#### Exercise prompt:
Each line that includes the word "with" should be copied from the records.
___ Records for this exercise ___
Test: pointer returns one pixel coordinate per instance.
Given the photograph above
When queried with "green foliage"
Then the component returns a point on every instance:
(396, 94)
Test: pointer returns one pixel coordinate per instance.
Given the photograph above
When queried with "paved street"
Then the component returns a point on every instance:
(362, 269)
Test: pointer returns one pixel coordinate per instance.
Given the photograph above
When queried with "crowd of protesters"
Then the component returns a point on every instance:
___
#### Written solution:
When queried with "green foliage"
When queried with "paved street"
When queried with "crowd of protesters"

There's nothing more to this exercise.